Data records
--*--

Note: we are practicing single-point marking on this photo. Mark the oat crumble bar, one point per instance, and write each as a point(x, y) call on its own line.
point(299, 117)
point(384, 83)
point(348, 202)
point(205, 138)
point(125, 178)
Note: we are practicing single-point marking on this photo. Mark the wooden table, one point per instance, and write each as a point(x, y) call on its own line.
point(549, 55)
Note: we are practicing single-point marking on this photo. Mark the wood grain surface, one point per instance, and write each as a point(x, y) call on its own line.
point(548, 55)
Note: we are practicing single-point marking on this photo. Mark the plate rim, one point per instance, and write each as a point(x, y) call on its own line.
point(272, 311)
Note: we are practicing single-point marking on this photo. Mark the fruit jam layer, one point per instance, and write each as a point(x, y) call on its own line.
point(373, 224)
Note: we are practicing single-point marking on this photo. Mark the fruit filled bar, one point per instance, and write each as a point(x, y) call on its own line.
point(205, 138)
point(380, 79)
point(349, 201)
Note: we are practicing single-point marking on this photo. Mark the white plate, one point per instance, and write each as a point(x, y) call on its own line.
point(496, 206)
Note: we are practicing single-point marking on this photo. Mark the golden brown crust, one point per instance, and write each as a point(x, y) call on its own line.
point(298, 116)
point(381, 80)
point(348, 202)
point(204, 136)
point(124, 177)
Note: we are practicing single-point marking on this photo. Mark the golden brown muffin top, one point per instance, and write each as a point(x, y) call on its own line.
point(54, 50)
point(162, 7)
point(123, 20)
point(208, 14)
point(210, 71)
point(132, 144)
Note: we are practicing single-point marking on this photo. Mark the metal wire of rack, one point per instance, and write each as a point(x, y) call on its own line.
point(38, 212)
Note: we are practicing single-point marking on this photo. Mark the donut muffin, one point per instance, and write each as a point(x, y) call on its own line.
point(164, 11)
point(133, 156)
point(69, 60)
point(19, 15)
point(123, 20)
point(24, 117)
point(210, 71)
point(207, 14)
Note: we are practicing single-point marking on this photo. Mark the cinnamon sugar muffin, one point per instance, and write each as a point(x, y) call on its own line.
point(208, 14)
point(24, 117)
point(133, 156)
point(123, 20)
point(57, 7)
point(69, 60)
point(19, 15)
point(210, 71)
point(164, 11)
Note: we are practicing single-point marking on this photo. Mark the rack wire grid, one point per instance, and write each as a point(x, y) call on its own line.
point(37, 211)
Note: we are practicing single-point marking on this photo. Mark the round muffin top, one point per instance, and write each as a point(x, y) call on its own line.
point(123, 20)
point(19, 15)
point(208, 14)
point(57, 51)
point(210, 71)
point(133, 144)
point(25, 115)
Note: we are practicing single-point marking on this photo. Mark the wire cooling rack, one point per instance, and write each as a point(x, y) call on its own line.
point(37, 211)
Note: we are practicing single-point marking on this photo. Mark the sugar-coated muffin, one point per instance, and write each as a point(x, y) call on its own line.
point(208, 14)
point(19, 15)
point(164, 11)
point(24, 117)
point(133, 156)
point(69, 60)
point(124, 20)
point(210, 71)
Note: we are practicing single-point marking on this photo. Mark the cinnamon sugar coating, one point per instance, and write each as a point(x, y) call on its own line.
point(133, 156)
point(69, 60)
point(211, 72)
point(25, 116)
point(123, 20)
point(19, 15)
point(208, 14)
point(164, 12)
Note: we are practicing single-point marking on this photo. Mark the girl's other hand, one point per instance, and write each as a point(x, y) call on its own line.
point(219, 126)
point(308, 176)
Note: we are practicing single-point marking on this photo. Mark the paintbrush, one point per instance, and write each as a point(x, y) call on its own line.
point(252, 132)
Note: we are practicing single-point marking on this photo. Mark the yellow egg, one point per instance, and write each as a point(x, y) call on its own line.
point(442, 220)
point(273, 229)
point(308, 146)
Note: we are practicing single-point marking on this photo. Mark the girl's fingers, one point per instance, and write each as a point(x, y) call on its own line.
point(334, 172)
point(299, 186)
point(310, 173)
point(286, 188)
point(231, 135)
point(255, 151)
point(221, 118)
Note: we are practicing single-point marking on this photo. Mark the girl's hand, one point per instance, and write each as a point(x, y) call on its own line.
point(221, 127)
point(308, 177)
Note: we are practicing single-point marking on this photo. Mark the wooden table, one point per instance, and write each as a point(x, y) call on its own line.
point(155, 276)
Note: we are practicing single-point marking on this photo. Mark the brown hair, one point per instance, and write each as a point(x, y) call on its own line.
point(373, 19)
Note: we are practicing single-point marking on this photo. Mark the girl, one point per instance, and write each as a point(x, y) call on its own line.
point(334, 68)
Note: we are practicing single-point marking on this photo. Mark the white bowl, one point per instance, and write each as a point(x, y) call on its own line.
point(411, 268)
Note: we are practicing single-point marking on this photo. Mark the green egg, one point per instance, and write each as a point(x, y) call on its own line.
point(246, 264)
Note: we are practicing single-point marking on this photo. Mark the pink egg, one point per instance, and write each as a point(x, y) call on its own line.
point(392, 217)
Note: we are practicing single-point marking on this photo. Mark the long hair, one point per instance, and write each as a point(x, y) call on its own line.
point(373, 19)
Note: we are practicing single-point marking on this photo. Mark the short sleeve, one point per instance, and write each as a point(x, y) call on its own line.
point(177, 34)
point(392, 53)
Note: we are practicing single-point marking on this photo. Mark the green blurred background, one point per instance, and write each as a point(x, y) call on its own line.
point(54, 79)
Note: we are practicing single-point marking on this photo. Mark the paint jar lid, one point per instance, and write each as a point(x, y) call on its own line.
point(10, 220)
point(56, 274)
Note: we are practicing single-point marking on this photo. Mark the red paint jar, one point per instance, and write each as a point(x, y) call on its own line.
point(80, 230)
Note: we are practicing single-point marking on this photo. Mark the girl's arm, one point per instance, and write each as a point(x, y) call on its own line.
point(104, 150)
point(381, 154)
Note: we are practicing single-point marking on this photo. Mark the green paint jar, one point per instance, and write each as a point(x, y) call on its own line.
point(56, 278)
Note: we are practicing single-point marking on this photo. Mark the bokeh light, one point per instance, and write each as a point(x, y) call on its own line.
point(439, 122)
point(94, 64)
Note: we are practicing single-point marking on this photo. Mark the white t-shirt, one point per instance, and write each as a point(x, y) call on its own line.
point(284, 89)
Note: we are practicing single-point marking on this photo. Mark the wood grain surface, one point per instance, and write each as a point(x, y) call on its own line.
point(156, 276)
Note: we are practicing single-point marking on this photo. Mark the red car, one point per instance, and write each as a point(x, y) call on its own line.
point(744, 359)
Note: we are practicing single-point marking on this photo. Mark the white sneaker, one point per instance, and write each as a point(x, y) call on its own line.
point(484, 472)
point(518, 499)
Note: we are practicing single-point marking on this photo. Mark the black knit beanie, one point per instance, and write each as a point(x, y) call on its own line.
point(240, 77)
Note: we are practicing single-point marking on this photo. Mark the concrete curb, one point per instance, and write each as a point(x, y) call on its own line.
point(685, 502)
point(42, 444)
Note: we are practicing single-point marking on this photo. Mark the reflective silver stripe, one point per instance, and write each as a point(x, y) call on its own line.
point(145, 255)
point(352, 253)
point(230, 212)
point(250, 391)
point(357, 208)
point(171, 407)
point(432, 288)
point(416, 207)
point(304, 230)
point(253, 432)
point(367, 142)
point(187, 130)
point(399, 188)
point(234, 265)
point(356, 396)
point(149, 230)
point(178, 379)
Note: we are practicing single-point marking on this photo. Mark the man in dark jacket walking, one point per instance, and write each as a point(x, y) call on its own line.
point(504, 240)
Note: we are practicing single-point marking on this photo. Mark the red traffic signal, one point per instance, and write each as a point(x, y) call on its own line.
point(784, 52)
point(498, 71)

--*--

An exact copy of every entry is the expected result.

Note: we are practicing single-point marking on this photo. Mark the oat crumble bar, one point per instance, and write each as a point(x, y) call on its own line.
point(299, 117)
point(384, 83)
point(348, 202)
point(205, 138)
point(125, 178)
Note: we are practicing single-point marking on this photo. Mark the wooden table, one point per instance, and write each as a point(x, y) call on its own line.
point(549, 55)
Note: we are practicing single-point marking on this photo. Mark the wood grain surface, one point per instance, and write each as a point(x, y) call on its own line.
point(548, 55)
Note: we are practicing single-point marking on this photo. Mark the plate rim, one point per instance, and write each as a point(x, y) call on its own line.
point(272, 311)
Note: we are practicing single-point marking on this photo. Mark the fruit jam layer, one point per instance, and write each as a point(x, y) call on its own line.
point(373, 224)
Note: we are practicing single-point marking on this photo. Mark the fruit filled bar, one point per instance, and write each as a point(x, y) call on its own line.
point(205, 138)
point(380, 79)
point(349, 201)
Note: we are practicing single-point marking on this photo. Mark the white plate, one point per instance, and write each as a point(x, y) call on its own line.
point(496, 206)
Note: we are practicing single-point marking on this photo. Mark the golden brown crust, one point per instance, and write each as a point(x, y) call on its own line.
point(298, 116)
point(381, 80)
point(348, 202)
point(204, 136)
point(124, 177)
Note: we are practicing single-point marking on this photo. Mark the golden brown muffin top, one point per instance, and write each as a point(x, y) call on its own line.
point(54, 50)
point(162, 7)
point(123, 20)
point(208, 14)
point(210, 71)
point(132, 144)
Note: we are practicing single-point marking on this photo. Mark the metal wire of rack, one point per instance, and write each as a point(x, y) call on its own line.
point(38, 212)
Note: we are practicing single-point marking on this photo. Mark the donut muffin, one point per instance, and write each as a point(x, y) call on its own line.
point(164, 11)
point(133, 156)
point(69, 60)
point(19, 15)
point(123, 20)
point(24, 117)
point(210, 71)
point(207, 14)
Note: we are practicing single-point marking on this photo. Mark the cinnamon sugar muffin, one point per instance, and write each as a point(x, y) call on its own line.
point(208, 14)
point(24, 117)
point(133, 156)
point(123, 20)
point(57, 7)
point(69, 60)
point(19, 15)
point(210, 71)
point(164, 11)
Note: we are practicing single-point marking on this photo. Mark the rack wire grid, one point per instance, and write each as a point(x, y) call on its own line.
point(37, 211)
Note: we are practicing single-point marking on this photo. Mark the round muffin top, one point per instance, and write each as a point(x, y) call on its own line.
point(123, 20)
point(19, 15)
point(208, 14)
point(57, 51)
point(210, 71)
point(133, 144)
point(25, 115)
Note: we are practicing single-point marking on this photo. Mark the wire cooling rack, one point per instance, and write each as a point(x, y) call on its own line.
point(37, 211)
Note: we are practicing single-point marking on this photo. Mark the sugar-coated muffin, one point per instance, and write each as a point(x, y) call on its own line.
point(208, 14)
point(19, 15)
point(164, 11)
point(24, 117)
point(133, 156)
point(69, 60)
point(124, 20)
point(210, 71)
Note: we are practicing single-point marking on this photo. Mark the cinnamon sugar coating, one point per instance, and write each as a point(x, y) call on its own line.
point(133, 156)
point(69, 60)
point(211, 72)
point(25, 116)
point(123, 20)
point(19, 15)
point(208, 14)
point(164, 12)
Note: we are practicing single-point marking on this photo. Mark the girl's other hand, one point per instance, and write each as a point(x, y) call on its own line.
point(219, 126)
point(308, 176)
Note: we are practicing single-point marking on this photo. Mark the paintbrush, one point per instance, and write each as a point(x, y) call on its own line.
point(252, 132)
Note: we are practicing single-point marking on this photo. Mark the yellow egg, one point per instance, and write each as a point(x, y) call on its own line.
point(442, 220)
point(273, 229)
point(308, 146)
Note: we are practicing single-point marking on this photo. Mark the girl's fingers, one point per instance, and write each as a point(x, y) call on its own line.
point(334, 172)
point(299, 186)
point(310, 173)
point(286, 188)
point(231, 135)
point(255, 151)
point(221, 118)
Note: we are practicing single-point marking on this photo. Mark the girl's hand, one point per instance, and write each as a point(x, y) call on its own line.
point(221, 127)
point(308, 177)
Note: we are practicing single-point marking on this photo. Mark the wooden table, one point per instance, and write each as a point(x, y) call on its own line.
point(155, 276)
Note: we are practicing single-point marking on this photo. Mark the brown hair, one point per instance, and write each as a point(x, y) call on its own line.
point(373, 19)
Note: we are practicing single-point marking on this photo. Mark the girl, one point per instance, and write each as a point(x, y) call on its own line.
point(334, 68)
Note: we are practicing single-point marking on this photo. Mark the white bowl, one point per instance, and write each as a point(x, y) call on its own line.
point(411, 268)
Note: we are practicing single-point marking on this photo. Mark the green egg, one point per instance, and write each as a point(x, y) call on its own line.
point(246, 264)
Note: we are practicing single-point marking on this photo. Mark the pink egg, one point per instance, and write each as a point(x, y) call on its own line.
point(392, 217)
Note: we are practicing single-point marking on this photo. Mark the long hair, one point per instance, and write each as a point(x, y) call on its own line.
point(373, 19)
Note: we are practicing single-point marking on this photo. Mark the short sleeve, one point per instance, and write each as a point(x, y) call on its own line.
point(177, 34)
point(392, 53)
Note: we are practicing single-point marking on this photo. Mark the green blurred background, one point per instance, and write each as a point(x, y) call on its own line.
point(54, 79)
Note: we are practicing single-point marking on this photo. Mark the paint jar lid, one point per instance, and write each as a point(x, y) call on its own line.
point(10, 220)
point(56, 274)
Note: we are practicing single-point marking on this photo. Mark the red paint jar, one point per instance, and write each as a point(x, y) call on its own line.
point(80, 230)
Note: we are practicing single-point marking on this photo. Mark the girl's arm, one point per instance, and write each as a point(x, y) call on its own line.
point(104, 150)
point(381, 154)
Note: we are practicing single-point marking on this photo. Mark the green paint jar, one point per instance, and write each as a point(x, y) call on its own line.
point(56, 278)
Note: we are practicing single-point marking on this photo. Mark the bokeh light, one point per instance, and write each as a point(x, y) call on its own line.
point(439, 122)
point(94, 64)
Note: we are practicing single-point marking on this photo. Mark the white t-shirt, one point per instance, and write each as a point(x, y) call on its own line.
point(284, 89)
Note: we are practicing single-point marking on this photo. Mark the wood grain surface, one point per instance, and write each as a point(x, y) call on its own line.
point(156, 276)
Note: we are practicing single-point marking on this photo. Mark the red car, one point per instance, and write each as a point(x, y) call on its own line.
point(744, 359)
Note: we are practicing single-point marking on this photo. Mark the white sneaker, one point per instance, and write each as a point(x, y) call on its own line.
point(484, 472)
point(518, 499)
Note: we are practicing single-point marking on this photo. Mark the black knit beanie, one point per instance, and write each as a point(x, y) call on its own line.
point(240, 77)
Note: we are practicing single-point marking on this photo. Mark the concrete curb, one point per instance, and write each as a point(x, y) call on its own line.
point(685, 502)
point(42, 444)
Note: we are practicing single-point marking on this photo. Mark the reflective silver stripe, one point per instance, and write each as a point(x, y) call on its own line.
point(145, 255)
point(352, 253)
point(230, 212)
point(250, 391)
point(357, 208)
point(171, 407)
point(432, 288)
point(416, 207)
point(304, 230)
point(253, 432)
point(367, 142)
point(187, 130)
point(399, 188)
point(234, 265)
point(356, 396)
point(149, 230)
point(178, 379)
Note: we are practicing single-point marking on this photo. Mark the man in dark jacket walking, one point per instance, and write each as a point(x, y) call on its own line.
point(504, 240)
Note: we are practicing single-point marking on this photo. Mark the red traffic signal, one point per instance, and write each as a point(x, y) call on its own line.
point(784, 52)
point(498, 71)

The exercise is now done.